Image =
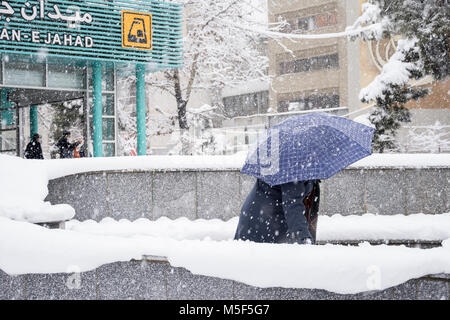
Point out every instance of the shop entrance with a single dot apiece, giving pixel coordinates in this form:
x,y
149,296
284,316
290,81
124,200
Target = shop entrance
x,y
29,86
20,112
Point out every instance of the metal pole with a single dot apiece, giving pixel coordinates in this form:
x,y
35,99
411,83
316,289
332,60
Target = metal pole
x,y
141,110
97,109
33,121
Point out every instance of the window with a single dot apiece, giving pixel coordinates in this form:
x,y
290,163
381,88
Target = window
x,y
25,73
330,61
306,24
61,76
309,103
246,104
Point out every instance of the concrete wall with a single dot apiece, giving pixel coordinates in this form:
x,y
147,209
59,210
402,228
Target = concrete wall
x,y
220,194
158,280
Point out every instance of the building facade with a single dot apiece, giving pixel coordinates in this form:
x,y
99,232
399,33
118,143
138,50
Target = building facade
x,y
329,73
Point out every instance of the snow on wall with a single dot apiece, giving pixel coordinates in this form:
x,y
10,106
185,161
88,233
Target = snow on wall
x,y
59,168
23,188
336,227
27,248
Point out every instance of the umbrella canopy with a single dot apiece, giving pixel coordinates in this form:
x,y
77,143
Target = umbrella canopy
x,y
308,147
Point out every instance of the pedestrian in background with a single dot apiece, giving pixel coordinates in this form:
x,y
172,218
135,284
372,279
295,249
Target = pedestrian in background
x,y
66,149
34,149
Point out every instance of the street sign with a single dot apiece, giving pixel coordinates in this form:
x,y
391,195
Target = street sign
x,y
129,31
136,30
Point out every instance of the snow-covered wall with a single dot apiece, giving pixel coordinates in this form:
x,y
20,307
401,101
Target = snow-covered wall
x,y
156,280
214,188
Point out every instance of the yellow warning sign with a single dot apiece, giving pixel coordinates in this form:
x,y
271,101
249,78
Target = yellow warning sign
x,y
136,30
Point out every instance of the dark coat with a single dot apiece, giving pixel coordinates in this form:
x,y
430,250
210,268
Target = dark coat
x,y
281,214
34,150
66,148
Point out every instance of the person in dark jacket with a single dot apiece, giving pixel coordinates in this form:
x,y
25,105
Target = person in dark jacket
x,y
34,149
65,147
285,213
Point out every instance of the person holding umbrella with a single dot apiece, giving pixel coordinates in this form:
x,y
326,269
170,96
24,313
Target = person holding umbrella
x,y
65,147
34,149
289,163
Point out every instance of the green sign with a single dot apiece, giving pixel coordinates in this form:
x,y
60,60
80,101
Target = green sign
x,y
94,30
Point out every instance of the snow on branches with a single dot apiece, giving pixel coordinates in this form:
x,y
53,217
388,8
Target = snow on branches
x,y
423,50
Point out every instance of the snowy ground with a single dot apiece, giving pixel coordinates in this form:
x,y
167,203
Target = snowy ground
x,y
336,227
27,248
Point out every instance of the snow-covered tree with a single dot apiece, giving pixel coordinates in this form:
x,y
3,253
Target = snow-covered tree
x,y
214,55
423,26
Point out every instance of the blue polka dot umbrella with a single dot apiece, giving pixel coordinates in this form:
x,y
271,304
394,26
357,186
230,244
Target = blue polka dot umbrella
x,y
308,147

* * *

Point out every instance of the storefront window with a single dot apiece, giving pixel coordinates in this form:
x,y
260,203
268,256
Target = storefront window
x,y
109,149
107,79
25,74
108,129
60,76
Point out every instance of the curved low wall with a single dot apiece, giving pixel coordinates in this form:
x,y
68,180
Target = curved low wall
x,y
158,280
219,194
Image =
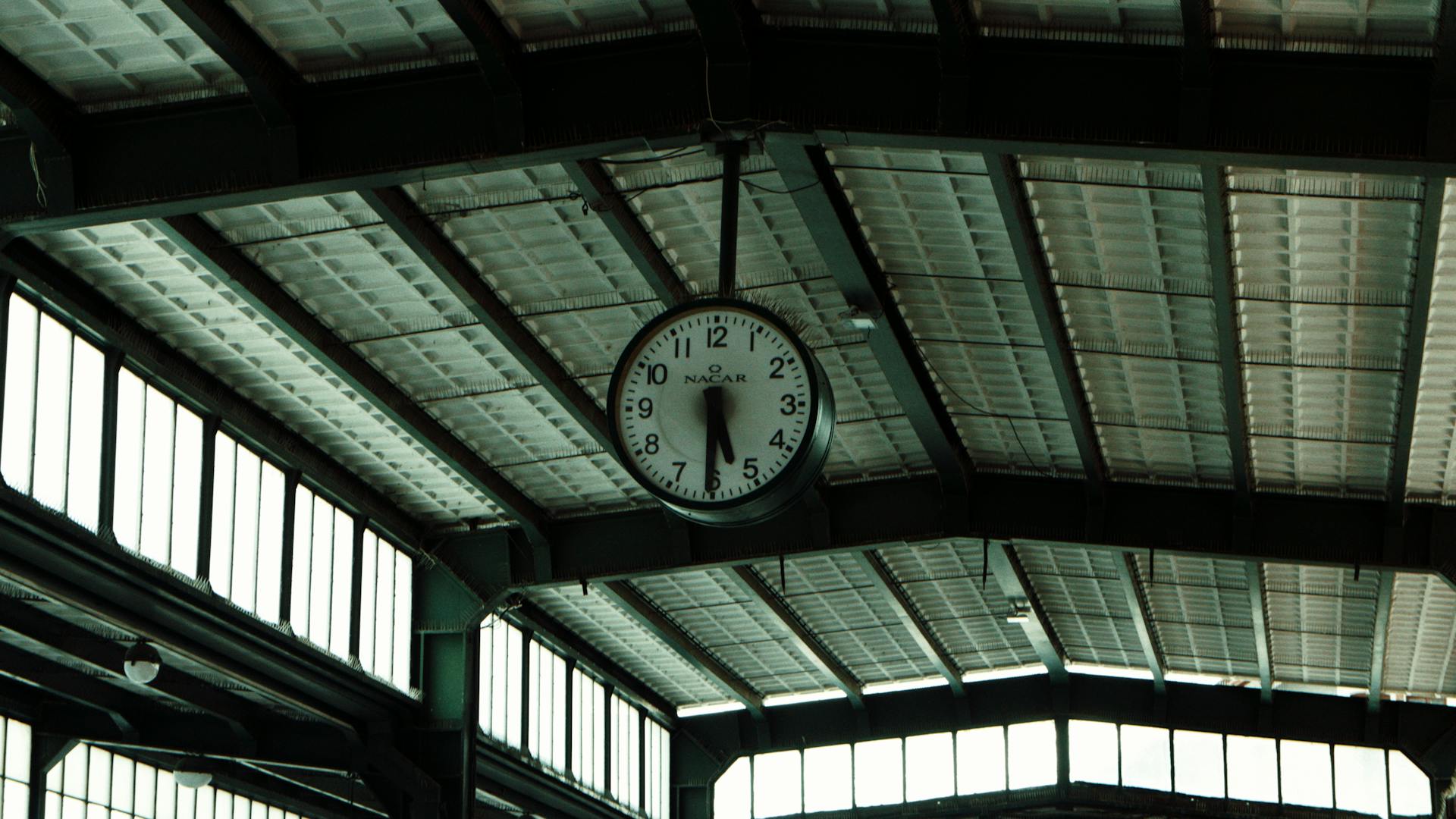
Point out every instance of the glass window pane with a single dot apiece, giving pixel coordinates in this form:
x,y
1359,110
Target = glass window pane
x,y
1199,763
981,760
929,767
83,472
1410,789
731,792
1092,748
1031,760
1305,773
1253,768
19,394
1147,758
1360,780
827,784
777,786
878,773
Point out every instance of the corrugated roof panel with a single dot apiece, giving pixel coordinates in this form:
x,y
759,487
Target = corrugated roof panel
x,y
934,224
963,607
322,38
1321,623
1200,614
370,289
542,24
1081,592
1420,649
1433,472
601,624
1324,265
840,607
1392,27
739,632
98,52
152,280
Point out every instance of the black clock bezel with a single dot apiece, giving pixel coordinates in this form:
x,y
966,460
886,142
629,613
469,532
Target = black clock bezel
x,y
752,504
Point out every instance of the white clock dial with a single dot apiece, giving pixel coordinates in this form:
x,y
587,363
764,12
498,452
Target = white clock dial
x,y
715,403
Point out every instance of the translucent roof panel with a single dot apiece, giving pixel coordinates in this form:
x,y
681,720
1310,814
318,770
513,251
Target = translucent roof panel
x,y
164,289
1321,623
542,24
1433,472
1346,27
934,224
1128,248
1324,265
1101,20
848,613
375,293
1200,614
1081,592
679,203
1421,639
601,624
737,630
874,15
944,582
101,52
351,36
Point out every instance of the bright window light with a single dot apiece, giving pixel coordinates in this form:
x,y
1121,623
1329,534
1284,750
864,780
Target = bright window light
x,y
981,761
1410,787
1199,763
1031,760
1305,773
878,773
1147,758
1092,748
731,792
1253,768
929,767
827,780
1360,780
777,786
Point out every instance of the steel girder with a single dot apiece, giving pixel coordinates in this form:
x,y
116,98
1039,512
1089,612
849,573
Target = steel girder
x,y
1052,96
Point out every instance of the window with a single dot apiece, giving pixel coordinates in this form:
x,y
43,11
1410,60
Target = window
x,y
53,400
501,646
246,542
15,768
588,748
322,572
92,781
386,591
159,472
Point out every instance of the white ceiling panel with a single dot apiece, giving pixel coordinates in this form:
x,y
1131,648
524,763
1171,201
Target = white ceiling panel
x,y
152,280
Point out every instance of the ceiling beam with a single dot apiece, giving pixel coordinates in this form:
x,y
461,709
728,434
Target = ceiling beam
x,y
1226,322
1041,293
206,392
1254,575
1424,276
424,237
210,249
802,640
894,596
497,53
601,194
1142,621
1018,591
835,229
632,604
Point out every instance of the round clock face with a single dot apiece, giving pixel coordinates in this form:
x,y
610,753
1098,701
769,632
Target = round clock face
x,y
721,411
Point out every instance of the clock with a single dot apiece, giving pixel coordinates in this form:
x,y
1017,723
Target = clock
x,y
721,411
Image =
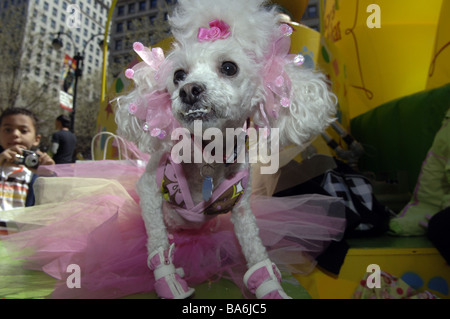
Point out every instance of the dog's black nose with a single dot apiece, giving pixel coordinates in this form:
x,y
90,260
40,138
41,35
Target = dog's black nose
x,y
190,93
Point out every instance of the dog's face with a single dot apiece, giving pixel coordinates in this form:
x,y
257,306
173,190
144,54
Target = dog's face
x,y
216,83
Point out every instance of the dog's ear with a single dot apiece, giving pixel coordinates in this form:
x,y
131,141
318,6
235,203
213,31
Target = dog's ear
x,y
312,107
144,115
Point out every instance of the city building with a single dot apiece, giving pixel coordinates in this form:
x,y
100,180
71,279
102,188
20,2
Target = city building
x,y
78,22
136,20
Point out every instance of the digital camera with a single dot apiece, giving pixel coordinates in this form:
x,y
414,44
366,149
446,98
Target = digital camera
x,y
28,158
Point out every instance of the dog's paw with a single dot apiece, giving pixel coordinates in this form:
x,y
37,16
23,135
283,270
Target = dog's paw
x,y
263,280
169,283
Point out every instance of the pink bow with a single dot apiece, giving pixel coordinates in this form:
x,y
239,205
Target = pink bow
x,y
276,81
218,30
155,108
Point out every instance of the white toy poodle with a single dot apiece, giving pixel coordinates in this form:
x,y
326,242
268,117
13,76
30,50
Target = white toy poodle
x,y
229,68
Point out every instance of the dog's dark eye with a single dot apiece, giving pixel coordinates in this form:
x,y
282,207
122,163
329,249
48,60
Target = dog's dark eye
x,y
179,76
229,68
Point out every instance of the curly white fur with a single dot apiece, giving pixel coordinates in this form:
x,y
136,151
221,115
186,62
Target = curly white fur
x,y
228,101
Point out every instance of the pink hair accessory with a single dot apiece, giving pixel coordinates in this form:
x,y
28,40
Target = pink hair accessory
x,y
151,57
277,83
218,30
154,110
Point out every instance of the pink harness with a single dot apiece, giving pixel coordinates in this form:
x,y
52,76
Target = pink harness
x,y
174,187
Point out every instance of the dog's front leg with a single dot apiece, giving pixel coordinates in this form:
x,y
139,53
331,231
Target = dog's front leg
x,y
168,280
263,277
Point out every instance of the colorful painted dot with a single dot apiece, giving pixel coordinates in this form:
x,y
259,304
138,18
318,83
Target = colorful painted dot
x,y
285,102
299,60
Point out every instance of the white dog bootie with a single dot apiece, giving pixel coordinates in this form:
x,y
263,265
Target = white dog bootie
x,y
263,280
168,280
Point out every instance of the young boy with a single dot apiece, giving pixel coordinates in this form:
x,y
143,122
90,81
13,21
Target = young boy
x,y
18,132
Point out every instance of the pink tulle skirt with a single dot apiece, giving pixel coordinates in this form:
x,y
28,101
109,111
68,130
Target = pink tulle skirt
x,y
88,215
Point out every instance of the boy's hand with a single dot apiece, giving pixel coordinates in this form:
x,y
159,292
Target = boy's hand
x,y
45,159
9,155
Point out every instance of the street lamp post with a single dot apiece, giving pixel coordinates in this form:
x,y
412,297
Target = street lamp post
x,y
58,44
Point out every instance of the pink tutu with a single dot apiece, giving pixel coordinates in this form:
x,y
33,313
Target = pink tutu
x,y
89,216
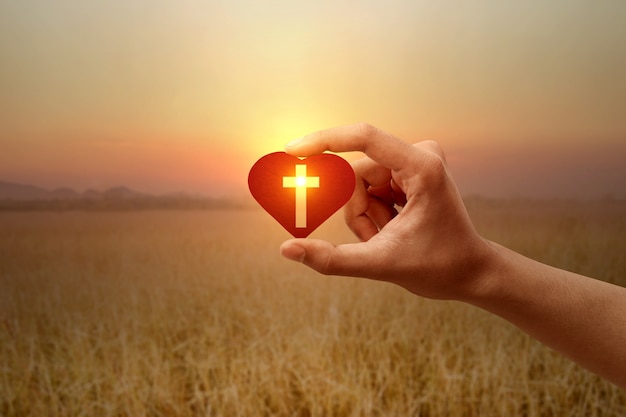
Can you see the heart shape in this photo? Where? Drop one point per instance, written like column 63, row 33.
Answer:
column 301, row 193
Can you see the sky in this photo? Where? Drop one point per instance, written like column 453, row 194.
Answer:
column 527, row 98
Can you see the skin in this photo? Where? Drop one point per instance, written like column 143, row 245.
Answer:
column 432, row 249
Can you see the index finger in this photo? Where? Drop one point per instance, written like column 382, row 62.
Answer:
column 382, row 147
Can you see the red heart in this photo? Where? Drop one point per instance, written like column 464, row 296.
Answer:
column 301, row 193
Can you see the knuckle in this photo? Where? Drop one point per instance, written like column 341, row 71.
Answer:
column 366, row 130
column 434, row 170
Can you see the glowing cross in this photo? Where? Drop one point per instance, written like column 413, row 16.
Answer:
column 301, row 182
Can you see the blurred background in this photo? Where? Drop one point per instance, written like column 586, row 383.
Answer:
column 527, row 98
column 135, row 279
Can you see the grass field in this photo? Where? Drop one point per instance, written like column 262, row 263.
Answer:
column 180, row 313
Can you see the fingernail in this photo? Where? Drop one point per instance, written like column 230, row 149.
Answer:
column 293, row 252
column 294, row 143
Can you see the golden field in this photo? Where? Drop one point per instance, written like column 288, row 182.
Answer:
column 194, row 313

---

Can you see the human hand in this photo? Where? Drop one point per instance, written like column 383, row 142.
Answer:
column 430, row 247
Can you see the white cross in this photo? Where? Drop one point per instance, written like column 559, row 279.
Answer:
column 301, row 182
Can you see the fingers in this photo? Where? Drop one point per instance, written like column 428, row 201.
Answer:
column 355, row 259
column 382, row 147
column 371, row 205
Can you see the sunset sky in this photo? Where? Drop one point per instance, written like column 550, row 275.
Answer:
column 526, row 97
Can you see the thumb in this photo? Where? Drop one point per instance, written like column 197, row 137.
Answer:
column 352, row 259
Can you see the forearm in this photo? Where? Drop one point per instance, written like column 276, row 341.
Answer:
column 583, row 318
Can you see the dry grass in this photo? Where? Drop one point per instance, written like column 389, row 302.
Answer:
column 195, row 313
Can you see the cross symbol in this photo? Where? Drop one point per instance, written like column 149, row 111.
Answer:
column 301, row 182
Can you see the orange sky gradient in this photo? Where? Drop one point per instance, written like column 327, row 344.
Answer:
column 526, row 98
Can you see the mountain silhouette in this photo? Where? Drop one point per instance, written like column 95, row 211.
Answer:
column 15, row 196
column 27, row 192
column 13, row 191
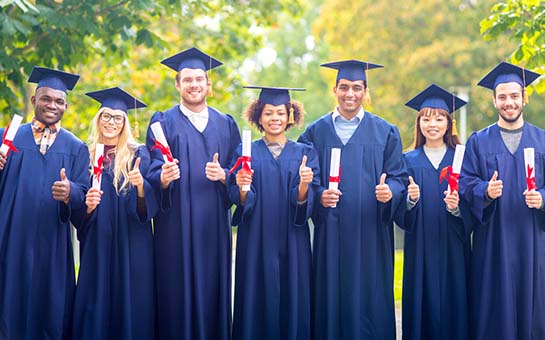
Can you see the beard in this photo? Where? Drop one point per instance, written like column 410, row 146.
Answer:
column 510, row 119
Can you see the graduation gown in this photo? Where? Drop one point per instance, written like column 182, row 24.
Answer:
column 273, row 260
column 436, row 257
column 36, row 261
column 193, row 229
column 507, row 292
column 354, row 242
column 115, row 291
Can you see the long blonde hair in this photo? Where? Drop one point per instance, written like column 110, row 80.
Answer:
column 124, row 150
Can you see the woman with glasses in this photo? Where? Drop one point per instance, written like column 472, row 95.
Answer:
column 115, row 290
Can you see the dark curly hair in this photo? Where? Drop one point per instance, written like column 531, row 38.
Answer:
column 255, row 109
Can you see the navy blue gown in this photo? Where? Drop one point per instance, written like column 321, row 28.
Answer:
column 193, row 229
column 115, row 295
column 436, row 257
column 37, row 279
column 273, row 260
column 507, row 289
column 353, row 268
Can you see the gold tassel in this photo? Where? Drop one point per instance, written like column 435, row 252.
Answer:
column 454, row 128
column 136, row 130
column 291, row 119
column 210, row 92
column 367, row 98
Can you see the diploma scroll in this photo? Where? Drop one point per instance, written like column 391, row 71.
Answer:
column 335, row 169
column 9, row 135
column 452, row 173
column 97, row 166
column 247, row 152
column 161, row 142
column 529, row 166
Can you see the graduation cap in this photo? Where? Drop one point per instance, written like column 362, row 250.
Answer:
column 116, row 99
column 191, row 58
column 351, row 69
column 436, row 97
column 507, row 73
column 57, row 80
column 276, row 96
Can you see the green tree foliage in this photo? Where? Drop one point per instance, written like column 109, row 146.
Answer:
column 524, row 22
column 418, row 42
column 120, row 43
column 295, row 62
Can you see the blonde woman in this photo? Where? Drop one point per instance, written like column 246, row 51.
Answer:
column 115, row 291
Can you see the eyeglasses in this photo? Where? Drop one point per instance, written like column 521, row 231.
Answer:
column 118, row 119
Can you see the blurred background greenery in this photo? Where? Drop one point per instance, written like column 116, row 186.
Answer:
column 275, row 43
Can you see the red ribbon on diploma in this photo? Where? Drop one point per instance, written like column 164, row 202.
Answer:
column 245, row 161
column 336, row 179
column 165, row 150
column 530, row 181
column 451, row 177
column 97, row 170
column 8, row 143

**What this task involves:** Scan the listing and report each line where the word "diploma" shows up.

**Response to the exercise:**
Can you see the diploma scroll in this photo? Where? Drop one point per instance, written like column 391, row 71.
Can you see the red ribbon on diploma in this photo? Where? Drop one point per instance, written like column 164, row 202.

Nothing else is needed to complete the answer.